◆ **OBJECTIVE**:
Rewrite the entries from the line that contains "[locate] pineapple fruit (one point each)" through the end of the entries, swapping "one point per line" for "one point on each line" and leaving everything else unchanged.
--- START OF GIVEN RECORDS ---
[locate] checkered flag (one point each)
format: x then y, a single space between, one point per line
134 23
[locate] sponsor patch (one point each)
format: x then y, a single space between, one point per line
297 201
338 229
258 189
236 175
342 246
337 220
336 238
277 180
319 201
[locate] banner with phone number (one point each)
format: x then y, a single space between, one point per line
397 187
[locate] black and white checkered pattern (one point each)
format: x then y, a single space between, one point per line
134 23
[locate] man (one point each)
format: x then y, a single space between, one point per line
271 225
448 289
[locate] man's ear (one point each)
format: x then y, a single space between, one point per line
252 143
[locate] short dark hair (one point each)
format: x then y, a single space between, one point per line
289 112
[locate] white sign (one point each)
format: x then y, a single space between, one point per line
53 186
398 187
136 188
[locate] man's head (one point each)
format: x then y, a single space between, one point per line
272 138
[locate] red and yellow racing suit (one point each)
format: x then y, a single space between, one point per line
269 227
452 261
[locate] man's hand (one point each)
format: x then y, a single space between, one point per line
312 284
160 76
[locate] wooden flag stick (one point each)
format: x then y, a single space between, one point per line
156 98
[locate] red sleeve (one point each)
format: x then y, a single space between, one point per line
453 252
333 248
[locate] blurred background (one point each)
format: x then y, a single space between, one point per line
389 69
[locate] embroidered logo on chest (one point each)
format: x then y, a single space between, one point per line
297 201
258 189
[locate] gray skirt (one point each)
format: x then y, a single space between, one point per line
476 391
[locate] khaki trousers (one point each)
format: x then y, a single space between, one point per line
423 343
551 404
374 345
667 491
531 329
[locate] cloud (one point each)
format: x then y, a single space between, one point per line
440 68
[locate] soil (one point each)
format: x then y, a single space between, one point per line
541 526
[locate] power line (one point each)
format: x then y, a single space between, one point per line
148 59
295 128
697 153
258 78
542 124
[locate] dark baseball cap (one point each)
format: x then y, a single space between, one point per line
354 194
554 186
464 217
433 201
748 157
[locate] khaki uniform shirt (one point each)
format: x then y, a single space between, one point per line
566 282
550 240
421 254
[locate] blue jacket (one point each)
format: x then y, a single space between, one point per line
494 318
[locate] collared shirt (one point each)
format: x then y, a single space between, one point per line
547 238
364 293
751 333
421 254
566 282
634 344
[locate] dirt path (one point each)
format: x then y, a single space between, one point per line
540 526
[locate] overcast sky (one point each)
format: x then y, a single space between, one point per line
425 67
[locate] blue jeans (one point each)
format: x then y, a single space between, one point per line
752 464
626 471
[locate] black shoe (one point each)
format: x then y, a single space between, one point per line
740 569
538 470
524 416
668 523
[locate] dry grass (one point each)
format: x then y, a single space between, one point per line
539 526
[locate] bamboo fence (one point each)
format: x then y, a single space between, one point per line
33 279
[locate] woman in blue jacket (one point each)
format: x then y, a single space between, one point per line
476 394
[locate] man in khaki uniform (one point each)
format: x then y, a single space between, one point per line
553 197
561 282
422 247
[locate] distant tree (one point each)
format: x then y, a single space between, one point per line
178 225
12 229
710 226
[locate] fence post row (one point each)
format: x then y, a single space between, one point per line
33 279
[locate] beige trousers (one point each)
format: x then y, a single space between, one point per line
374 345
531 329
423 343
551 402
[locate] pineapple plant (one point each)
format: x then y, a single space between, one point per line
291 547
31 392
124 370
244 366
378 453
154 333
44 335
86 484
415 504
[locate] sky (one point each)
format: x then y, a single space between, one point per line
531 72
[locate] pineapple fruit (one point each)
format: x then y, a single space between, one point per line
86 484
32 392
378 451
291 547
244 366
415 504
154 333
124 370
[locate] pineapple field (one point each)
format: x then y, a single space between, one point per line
--- END OF GIVEN RECORDS ---
◆ **SOLVED PROBLEM**:
[locate] pineapple fruit (one point each)
format: x then y, a single space between, one point on each line
86 484
32 392
378 451
291 547
244 366
415 504
154 333
124 370
[locate] pineapple field (one point each)
format: x then y, a single space between, one point on each line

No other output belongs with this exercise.